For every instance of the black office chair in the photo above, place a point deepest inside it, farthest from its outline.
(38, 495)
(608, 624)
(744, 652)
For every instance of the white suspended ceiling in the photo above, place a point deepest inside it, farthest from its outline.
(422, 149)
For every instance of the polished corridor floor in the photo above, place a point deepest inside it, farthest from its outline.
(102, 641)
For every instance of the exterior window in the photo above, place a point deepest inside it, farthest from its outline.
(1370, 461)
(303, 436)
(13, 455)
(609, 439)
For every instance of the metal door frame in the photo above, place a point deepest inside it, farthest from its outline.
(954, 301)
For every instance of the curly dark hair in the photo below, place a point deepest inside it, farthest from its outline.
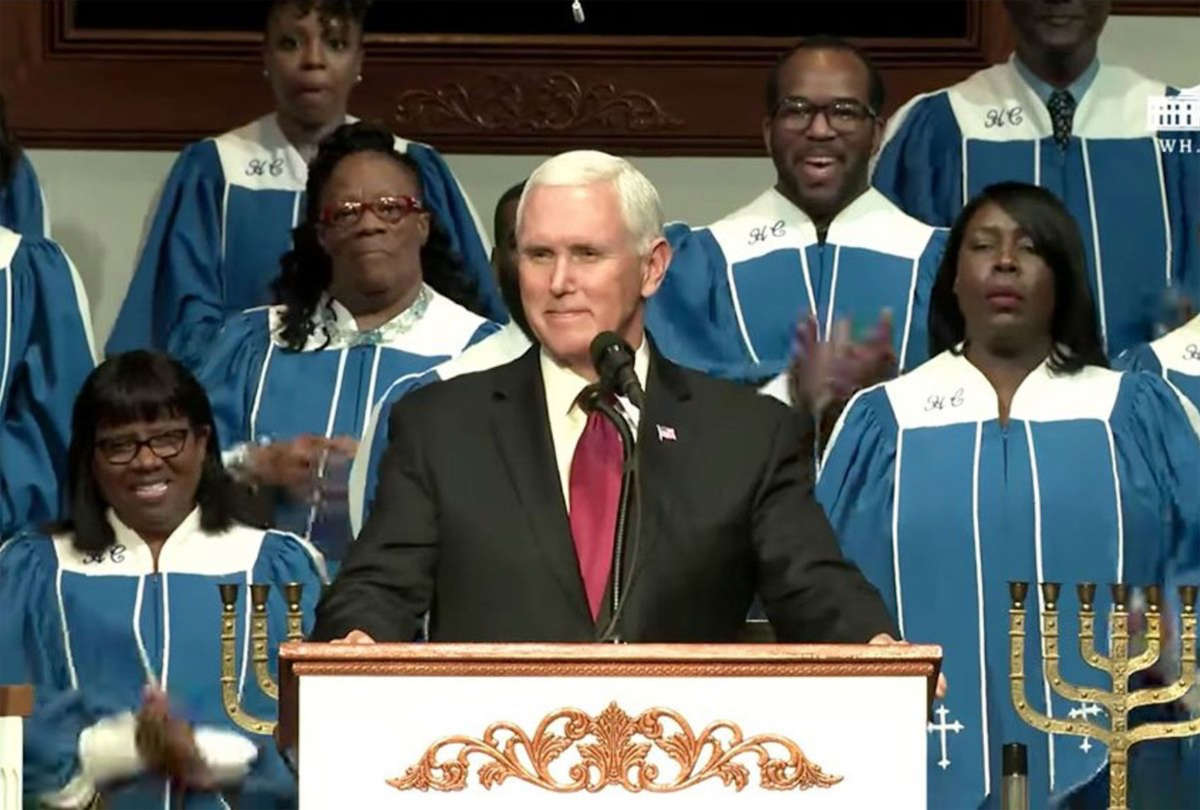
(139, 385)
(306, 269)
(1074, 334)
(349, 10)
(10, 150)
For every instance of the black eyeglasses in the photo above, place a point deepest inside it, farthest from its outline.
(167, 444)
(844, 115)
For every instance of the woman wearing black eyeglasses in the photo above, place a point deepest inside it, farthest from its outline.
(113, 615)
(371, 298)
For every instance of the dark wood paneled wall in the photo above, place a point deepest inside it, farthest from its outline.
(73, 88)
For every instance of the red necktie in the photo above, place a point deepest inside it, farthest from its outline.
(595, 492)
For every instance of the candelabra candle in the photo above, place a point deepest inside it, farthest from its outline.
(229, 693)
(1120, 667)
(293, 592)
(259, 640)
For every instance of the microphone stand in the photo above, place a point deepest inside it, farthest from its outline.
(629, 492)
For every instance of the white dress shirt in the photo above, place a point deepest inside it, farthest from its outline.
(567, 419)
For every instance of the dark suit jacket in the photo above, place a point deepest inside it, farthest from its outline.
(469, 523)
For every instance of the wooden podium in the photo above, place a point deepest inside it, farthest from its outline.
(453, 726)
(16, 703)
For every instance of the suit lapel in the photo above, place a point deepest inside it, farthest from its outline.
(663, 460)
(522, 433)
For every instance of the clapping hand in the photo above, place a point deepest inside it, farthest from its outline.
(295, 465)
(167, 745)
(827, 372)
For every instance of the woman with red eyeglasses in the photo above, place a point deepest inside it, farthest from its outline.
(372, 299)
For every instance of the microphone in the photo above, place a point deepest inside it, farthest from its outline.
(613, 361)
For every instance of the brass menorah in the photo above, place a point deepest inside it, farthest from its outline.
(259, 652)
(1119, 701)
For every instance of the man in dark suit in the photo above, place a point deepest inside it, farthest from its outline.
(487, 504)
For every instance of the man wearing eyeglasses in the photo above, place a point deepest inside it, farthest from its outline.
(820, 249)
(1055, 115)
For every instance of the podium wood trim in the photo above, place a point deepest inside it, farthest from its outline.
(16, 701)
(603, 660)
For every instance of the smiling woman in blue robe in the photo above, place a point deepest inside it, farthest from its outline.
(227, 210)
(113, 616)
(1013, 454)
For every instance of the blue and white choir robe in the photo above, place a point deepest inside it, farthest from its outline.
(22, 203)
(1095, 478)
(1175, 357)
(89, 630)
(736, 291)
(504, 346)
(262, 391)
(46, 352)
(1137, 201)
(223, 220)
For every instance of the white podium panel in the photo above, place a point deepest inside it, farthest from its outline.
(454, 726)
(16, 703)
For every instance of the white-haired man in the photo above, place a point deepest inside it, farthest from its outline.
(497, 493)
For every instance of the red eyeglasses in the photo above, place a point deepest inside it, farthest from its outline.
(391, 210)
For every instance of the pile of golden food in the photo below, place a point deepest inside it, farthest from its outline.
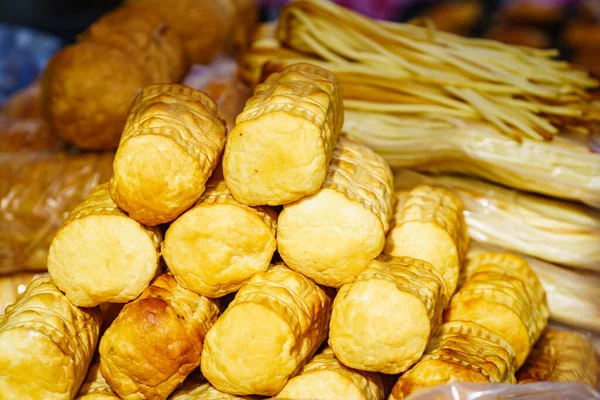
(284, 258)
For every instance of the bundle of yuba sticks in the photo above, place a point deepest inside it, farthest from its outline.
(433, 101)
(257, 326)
* * *
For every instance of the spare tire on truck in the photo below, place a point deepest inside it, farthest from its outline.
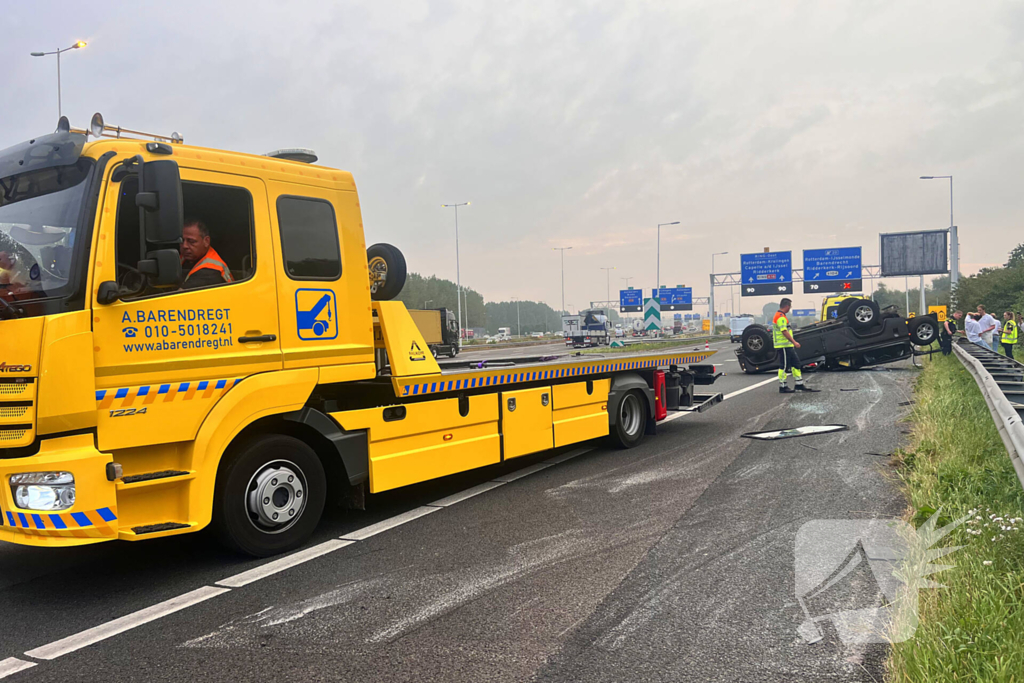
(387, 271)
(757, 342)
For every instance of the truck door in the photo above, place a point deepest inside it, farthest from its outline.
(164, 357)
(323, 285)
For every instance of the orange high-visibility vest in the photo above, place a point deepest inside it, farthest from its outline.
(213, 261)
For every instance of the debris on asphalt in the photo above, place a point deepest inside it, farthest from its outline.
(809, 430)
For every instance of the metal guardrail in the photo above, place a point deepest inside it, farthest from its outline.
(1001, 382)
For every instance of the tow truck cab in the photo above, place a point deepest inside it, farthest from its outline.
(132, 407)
* * *
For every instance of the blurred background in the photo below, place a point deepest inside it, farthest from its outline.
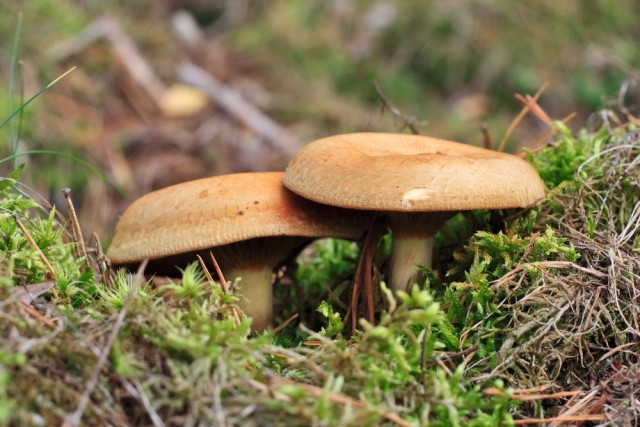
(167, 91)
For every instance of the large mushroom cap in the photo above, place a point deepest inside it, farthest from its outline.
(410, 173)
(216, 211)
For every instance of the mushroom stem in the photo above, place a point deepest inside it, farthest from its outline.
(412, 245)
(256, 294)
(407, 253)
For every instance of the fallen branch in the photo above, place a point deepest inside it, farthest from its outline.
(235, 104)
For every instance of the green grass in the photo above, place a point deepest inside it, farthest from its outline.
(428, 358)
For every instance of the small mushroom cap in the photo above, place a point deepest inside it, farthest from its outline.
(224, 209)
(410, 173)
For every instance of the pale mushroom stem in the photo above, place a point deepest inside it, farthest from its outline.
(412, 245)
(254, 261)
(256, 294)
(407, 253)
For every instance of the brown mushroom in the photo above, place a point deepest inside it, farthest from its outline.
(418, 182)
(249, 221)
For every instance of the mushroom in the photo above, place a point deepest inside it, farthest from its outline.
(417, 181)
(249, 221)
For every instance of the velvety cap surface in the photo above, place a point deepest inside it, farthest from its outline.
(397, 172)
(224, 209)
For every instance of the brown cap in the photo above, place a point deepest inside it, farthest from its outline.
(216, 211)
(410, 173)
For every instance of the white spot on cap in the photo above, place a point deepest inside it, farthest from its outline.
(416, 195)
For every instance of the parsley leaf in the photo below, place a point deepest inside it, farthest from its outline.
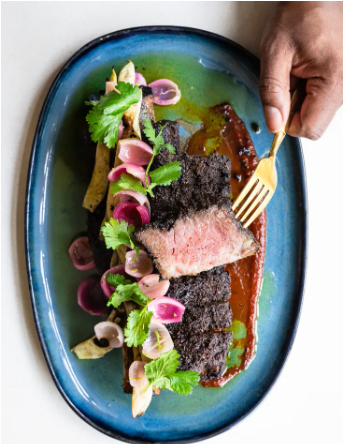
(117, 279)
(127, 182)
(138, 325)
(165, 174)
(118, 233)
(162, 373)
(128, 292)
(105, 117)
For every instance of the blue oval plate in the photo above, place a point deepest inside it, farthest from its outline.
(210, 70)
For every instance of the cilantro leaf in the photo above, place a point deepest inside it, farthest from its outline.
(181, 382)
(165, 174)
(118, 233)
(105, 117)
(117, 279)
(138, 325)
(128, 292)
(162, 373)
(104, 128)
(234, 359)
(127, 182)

**Goal of the exercise**
Collect every line of the items above that contains the word "podium", copying each one in full.

**Full output**
For every instance of the wooden podium in the photo above, place a point deepest inside it, farthest from its outline.
For every instance of the podium wood trim in the photo above, place a point deepest inside it, farthest from its outline.
For every instance of the white podium panel in the photo above, place a point deepest inside it, farthest from its outline.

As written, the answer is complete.